■ Requirement: Return every record in full. Match each one exactly.

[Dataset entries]
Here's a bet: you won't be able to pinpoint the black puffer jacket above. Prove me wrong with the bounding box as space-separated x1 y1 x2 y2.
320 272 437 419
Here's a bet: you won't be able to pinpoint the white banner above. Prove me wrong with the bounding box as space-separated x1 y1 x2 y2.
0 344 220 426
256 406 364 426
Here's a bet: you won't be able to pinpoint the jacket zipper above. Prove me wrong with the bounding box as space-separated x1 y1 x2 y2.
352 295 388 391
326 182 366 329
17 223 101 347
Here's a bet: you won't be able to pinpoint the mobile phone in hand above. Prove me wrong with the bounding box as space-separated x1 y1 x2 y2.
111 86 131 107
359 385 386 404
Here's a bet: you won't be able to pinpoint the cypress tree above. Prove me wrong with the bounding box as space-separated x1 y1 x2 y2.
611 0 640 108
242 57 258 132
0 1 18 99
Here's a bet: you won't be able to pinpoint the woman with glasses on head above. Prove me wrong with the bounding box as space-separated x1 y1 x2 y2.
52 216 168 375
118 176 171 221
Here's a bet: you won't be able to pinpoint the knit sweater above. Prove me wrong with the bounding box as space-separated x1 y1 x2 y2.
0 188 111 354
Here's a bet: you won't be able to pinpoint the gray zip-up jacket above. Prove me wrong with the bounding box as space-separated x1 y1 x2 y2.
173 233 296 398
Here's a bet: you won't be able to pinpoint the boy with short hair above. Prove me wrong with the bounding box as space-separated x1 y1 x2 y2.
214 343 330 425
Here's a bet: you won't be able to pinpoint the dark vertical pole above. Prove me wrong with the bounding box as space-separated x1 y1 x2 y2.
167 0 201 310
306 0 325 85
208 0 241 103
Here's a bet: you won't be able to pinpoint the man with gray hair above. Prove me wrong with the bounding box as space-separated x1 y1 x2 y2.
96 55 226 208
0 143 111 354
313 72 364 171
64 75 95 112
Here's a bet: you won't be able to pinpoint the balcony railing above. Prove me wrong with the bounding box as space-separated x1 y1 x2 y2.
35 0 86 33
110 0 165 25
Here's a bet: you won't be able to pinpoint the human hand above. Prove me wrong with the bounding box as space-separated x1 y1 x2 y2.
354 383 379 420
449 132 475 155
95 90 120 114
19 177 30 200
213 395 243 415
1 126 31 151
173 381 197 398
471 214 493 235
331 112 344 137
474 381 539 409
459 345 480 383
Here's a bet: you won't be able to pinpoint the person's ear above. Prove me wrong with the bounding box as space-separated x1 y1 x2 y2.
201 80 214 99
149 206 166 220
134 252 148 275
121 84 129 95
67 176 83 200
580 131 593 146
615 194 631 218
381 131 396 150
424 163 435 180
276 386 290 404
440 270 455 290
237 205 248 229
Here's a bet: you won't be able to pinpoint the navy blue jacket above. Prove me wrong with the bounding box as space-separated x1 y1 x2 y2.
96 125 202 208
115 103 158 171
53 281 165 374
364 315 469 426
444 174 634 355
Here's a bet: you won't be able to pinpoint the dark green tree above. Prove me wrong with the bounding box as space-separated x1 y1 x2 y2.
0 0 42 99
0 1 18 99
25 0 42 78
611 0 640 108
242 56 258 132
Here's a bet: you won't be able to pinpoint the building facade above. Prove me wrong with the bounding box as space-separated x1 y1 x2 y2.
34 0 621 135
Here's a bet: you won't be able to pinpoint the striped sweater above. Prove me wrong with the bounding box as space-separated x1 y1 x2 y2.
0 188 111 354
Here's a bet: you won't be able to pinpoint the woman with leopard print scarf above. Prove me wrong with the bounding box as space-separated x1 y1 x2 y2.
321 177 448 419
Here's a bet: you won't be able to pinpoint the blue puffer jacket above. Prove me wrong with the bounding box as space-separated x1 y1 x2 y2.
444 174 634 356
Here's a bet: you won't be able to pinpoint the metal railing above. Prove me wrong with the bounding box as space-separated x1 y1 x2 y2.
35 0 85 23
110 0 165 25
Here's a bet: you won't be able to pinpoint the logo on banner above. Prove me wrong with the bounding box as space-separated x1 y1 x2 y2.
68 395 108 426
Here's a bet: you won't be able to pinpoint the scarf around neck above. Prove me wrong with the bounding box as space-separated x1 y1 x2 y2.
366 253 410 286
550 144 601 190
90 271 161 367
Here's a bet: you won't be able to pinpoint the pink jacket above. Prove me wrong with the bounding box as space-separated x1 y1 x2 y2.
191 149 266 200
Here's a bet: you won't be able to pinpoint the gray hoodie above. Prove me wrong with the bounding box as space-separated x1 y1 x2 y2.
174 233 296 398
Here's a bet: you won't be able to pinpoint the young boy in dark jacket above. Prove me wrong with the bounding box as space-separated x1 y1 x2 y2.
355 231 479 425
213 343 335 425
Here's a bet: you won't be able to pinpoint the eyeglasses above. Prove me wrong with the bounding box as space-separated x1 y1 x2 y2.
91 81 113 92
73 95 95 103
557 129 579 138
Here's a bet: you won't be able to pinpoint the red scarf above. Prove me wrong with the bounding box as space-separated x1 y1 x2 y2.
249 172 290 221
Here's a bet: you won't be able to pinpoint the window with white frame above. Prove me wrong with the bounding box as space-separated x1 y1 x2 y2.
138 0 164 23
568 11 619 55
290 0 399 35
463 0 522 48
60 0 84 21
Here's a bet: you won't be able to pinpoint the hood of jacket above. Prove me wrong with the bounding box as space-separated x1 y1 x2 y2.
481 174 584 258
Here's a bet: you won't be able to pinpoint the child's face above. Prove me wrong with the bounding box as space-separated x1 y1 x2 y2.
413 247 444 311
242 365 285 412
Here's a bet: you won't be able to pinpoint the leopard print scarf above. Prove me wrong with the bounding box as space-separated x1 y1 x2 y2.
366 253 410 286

■ Answer to the exercise:
Here's a bet: you won't be able to pinpoint the black puffer jacket above. Prove me wrong with the bounding box as space-separated x1 y1 x2 y2.
320 272 437 419
Here's a bet: you won't be able to pinpoint the white banner above. Prove me wrong with the bounding box as space-separated x1 y1 x2 y2.
0 344 220 426
256 406 364 426
Here's a bet: you won't be able to pinpoint the jacket zipper above. Prove me wrong with the bounding box as space-separated x1 y1 x2 y2.
352 295 388 391
326 182 366 329
17 223 101 347
Here's a bet: you won't be able to pinpoint the mobile phone in hand above. Prove me wrong with the bounding box as space-separated x1 y1 x2 y2.
111 86 131 107
359 385 386 404
Here's a bet: you won't be able to pinpoint the cypress tree above. Prove me wrong with the bounding box as space-separated x1 y1 x2 y2.
611 0 640 108
242 57 258 132
0 1 18 99
Here's a bet: you won't be able to pinpoint the woman with glasses on head above. Prove me wrong with the bounding box as space-separated x1 y1 x2 y2.
52 216 168 375
118 176 171 221
Here's a bet: you won't be able to pinpoint the knit sweater above. Prove me wrong with the bounding box as space-separated x1 y1 x2 y2.
0 188 111 354
Here's a bet: you won't be able to pinpoint the gray zip-up jacket above. Prove me wrong with the bounding box as space-separated x1 y1 x2 y2.
173 233 296 398
Here's a bet: you won't be able to pinpoint the boy with short hair above. Prove me wrong with the bounding box as space-separated x1 y1 x2 y2.
214 343 330 425
Here's a bet: you won't be able to pinpoint the dark vertical pole above. Prove me wrong with the bounding box as space-separated x1 y1 x2 y2.
167 0 201 310
306 0 325 85
208 0 241 103
Here's a bet: you won't be able to pinpoint the man with gray hair above. Prove me wrong with the bounding box as space-separated x1 y1 x2 y2.
96 55 226 208
0 143 111 354
313 72 364 171
64 75 95 112
Here's a bet: you won't be able to pinpoint the balcony railing above. Prove me wrong with the bounding box as space-separated x1 y1 x2 y2.
35 0 86 33
110 0 165 25
Here's a bet: you won't be able to pinpoint the human hand above. Prove me wrong with the bounding box as space-separated x1 y1 x2 y2.
354 383 379 420
449 132 475 155
95 90 120 114
19 177 30 200
213 395 243 415
1 126 31 151
173 381 197 398
471 214 493 235
331 112 344 137
474 381 539 409
459 345 480 383
Here's a bet: you won't be able to pinpoint the person's ear above. Prove me wrong with the bounding box as space-separated x1 y1 x2 y2.
201 80 214 99
149 206 166 220
134 252 148 275
121 84 129 95
67 176 83 200
580 131 593 146
615 194 631 218
381 131 396 150
424 163 435 180
276 386 290 404
440 270 455 290
237 205 248 229
Here's a bet: you won't be able to pinpoint the navy blue jacket above. Prove me wrong with the bounding box as space-separated x1 y1 x2 y2.
96 125 202 208
115 103 158 171
53 281 165 374
364 315 469 426
444 174 634 355
Here's a bet: you won't be able to pinpoint the dark green tree above. Prove me wrong with the bounding box as space-separated x1 y1 x2 y2.
0 0 42 99
0 1 18 99
25 0 42 78
611 0 640 108
242 56 258 132
Here's a bet: you won't be able to pinpoint the building facade above. Prove me wrong with the bounding box as space-separated x1 y1 x2 y2.
34 0 621 135
Here's a bet: you won't be able to pinpoint the striped sweater above. Prove me wrong with the bounding box as space-separated x1 y1 x2 y2.
0 188 111 354
Here's a bet: you won't be able to pinpoint the woman with leopard print scarf above. Prove me wrong with the bounding box as space-separated x1 y1 x2 y2.
321 177 448 419
Here's a bet: you won't be able to pinpoint the blue puffer jacket above. Prove me wrong with the bounding box as space-separated x1 y1 x2 y2.
444 174 634 356
Here's a bet: you won't be able to pinpoint the metal railing above. Prove me wrong with the bounding box as space-separated x1 y1 x2 y2.
35 0 85 23
110 0 165 25
Here's a bet: you won't be able to pinpoint the logo on banner above. Prove me wrong with the bounding box as space-separated x1 y1 x2 y2.
68 395 108 426
Here's a bet: you won't be able to pinpoint the scarf around neck above. Prove me wrong with the bounding box as space-separated x1 y1 x2 y2.
366 253 410 286
550 144 601 190
90 271 161 367
Here's a bet: you won't be able to pinpoint the pink jacket above. Prove me wrong with the bounding box as space-separated x1 y1 x2 y2.
191 149 266 200
Here's a bet: you won't be able to pinpoint the gray hoodie above. Prove me wrong with the bounding box as space-separated x1 y1 x2 y2.
174 233 296 398
Here's a bet: you won't be able to pinpoint the young boy in dark jacket above. Prove me wrong with the bounding box as space-separated x1 y1 x2 y2.
355 231 479 425
213 343 335 425
Here's a bet: you won't be able to pinpoint the eyeglasses above. Prove me wrong with the bounding box as space-separated x1 y1 x2 y2.
91 81 113 92
73 95 95 103
557 129 579 138
Here's a bet: you won't be able to pinpoint the red scarf above. Prove me wrong with the bounding box as space-separated x1 y1 x2 y2.
249 172 290 221
Here's a bet: you won't be able to pinpoint the window with white frame above. Prove me wrong with the bounding box as space-separated x1 y1 x2 y2.
138 0 164 23
568 11 619 55
290 0 399 35
463 0 522 48
60 0 84 21
Here's a bet: you won't be able to pinpoint the hood of jacket above. Prove me wrong with the bounding box as space-separated x1 y1 x2 y2.
481 174 584 258
Here's a bet: you won't be able to pinpoint the child's face above. Prove me wrong with the bounding box as space-separated x1 y1 x2 y2.
413 247 444 311
242 365 285 412
Here's a bet: you won't be able to pinpoint the leopard print scarf above. Prove me wrong with the bounding box as space-separated x1 y1 x2 y2.
366 253 410 286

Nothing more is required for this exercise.